Excerpt -
_____

August and September are employee-review months at Microsoft and because the company is in the midst of a massive 18,000-person layoff — with the final 5,000 cuts occurring over the next few months — there’s a lot at stake.
This is the first time in years that employee reviews will not be based on a curved scale that ranks employees against each other.
Microsoft officially killed that old system, known as “stack ranking” in November. With stack ranking, no matter how well an individual performed, that person might still get a bad review because a certain percentage of folks had to be ranked as a bottom performers compared to their co-workers.
However we’ve been hearing for months from various Microsoft insiders that the old review system wasn’t wholly gone.
We’ve finally gotten to the bottom of where this sentiment was coming from.
Until July 1, the Sales, Marketing & Services Group (SMSG) team, reporting to COO Kevin Turner, was still using a part of the old review system, a source close to the company confirmed for us.
We heard a rumour that some groups within SMSG unit were still planning on labelling the bottom 5% -10% of performers, and that these employees would not be eligible for financial rewards, and they could be targeted to be dismissed.

_____

Short exercise 1 -
In the listing, rewrite the lines from the one holding "Mark the innermost point of each instance of the skier's" through the end of the listing, inclusive, replacing "ski pole" with "ski boot" and leaving everything else unchanged.
Short exercise 2 -
Continue the article on Microsoft's employee reviews with its next few sentences.

_____

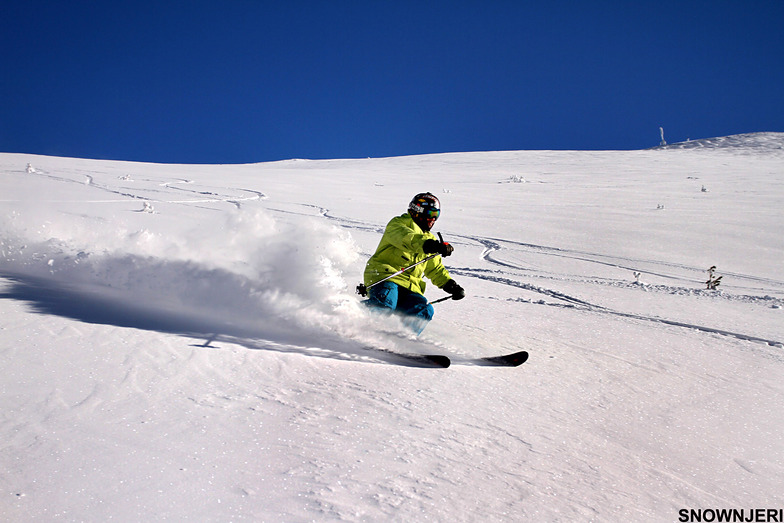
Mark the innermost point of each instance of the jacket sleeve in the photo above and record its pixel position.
(436, 272)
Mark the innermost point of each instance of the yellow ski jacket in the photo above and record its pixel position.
(401, 246)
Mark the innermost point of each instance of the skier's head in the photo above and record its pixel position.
(424, 209)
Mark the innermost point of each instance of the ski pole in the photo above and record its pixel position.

_____

Output 1 -
Mark the innermost point of each instance of the skier's head in the photo above and record its pixel position.
(424, 209)
Mark the innermost point of each instance of the ski boot in the photo above and record its pixel position.

Output 2 -
That rumour isn’t true, a source close to the company tells us. No employees will be disqualified from financial rewards based on how they compare against each other.
However, the part of the old review system known as “commitments” were kept in place for SMSG through the end of Microsoft’s last fiscal year.
In the new review system “commitments” are replaced with something called “core priorities.” Commitments were personal goals, like sales quotas or ensuring a certain percentage of customer retention. Employees would often get a lot of them and they could be complicated, our source says.
Core priorities include personal goals but also include goals involving how well an employee works as a team player.
Microsoft didn’t swap out “commitments” for “core priorities’ mid-year for anyone that worked sales organisation. That’s would have meant re-negotiating everyone’s annual goals, a long involved process. Execs didn’t want the sales team distracted from the job of selling mid-year, we’re told. Non-sales folks that worked for SMSG, like HR or PR, were kept on the old “commitments” system, not just sales people.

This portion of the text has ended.